* **FRAGMENTO SELECCIONADO**:
Por Daniel Garro Sánchez
El día de hoy me tomé la libertad de ofrecerles un minicuento de mi propia autoría. Este es otro de los géneros que me gustaría desarrollar en lo futuro; ¡pero ojo!, no es tan fácil como parece, que no les pase las de Goliat. El minicuento es un género engañoso porque nos puede tentar su tamaño y su simplicidad, y alguien podría suponer apresuradamente que se escribe fácil y rápido. Pero ese es el secreto del minicuento: cada palabra cuenta y merece un detenido proceso de selección. No es como los poemitas raquíticos de tantos que se creen poetas y escriben de un solo tirón lo que se les ocurra porque dizque les llegó la inspiración. El minicuento es como la punta de un iceberg, o como el pequeño interruptor que enciende una maquinaria gigantesca oculta detrás de una pared.
Se titula El virus; juzguen ustedes si tuve éxito.

* **DATOS REGISTRADOS**:
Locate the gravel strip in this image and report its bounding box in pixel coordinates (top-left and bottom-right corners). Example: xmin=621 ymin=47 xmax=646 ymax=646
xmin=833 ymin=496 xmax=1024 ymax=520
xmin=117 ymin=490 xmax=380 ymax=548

* **SOBRE LA TAREA**: Por favor, traduce al inglés esta oración del fragmento sobre el minicuento: «Pero ese es el secreto del minicuento: cada palabra cuenta y merece un detenido proceso de selección.» Responde basándote únicamente en el fragmento.

* **RESPUESTA**: But that is the secret of flash fiction: every word counts and deserves a careful process of selection.